▸ **PROBLEM REQUIREMENTS**:
Locate every line in the records below that contains the word "fluffy", and copy each one.

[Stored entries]
——
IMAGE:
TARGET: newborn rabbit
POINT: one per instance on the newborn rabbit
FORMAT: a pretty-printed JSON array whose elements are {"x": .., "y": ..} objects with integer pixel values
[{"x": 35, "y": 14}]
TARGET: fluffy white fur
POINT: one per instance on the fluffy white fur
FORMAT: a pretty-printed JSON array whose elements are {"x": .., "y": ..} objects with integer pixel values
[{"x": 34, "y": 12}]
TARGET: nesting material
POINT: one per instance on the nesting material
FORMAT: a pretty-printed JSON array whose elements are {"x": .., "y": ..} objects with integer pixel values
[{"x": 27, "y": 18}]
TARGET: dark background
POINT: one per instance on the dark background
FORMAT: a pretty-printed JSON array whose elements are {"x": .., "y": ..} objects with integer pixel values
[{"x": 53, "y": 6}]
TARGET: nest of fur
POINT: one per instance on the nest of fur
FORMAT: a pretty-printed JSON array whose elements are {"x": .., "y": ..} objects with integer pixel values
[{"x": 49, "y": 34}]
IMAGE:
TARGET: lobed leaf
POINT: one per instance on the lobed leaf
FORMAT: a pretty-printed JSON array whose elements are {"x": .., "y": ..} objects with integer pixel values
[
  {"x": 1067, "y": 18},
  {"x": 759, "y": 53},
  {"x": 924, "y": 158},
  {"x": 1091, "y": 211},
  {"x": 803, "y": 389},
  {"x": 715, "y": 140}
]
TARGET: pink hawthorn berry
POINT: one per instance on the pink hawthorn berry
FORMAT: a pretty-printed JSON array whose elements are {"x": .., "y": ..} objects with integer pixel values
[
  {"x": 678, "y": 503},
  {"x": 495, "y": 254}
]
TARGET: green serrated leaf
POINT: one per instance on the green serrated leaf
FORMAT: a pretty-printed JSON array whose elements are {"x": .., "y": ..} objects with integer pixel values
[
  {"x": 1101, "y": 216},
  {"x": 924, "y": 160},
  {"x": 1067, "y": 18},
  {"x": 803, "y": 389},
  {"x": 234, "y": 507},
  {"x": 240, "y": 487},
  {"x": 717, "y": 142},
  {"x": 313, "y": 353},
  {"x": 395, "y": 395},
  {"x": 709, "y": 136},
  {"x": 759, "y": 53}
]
——
▸ **EXPECTED ANSWER**:
TARGET: fluffy white fur
POINT: one per instance on the fluffy white fur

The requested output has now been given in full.